— Start of ROWS —
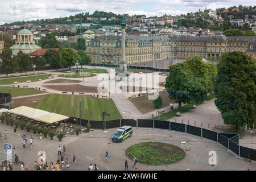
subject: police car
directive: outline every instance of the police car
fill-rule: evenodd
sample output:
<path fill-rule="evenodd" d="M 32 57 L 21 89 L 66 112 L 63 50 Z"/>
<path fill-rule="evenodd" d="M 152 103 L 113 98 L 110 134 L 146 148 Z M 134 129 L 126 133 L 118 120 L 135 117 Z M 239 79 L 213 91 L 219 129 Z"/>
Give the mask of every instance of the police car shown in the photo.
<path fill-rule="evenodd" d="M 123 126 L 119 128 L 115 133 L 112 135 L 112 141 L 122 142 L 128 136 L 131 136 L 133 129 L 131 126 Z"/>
— End of ROWS —
**EXERCISE DIRECTIONS**
Write out the data above again, changing every "police car" to "fire truck" and leaving everything else unchanged. Omit the pictures from your answer.

**WORKED SOLUTION**
subject: fire truck
directive: outline every instance of the fire truck
fill-rule: evenodd
sample output:
<path fill-rule="evenodd" d="M 32 57 L 21 89 L 66 112 L 63 50 Z"/>
<path fill-rule="evenodd" d="M 152 103 L 113 98 L 110 134 L 146 148 Z M 134 129 L 126 133 L 118 120 L 135 117 Z M 239 79 L 213 91 L 219 129 Z"/>
Give the mask of every instance of the fire truck shown in the photo.
<path fill-rule="evenodd" d="M 123 126 L 119 128 L 115 133 L 112 135 L 112 141 L 122 142 L 128 136 L 131 136 L 133 129 L 131 126 Z"/>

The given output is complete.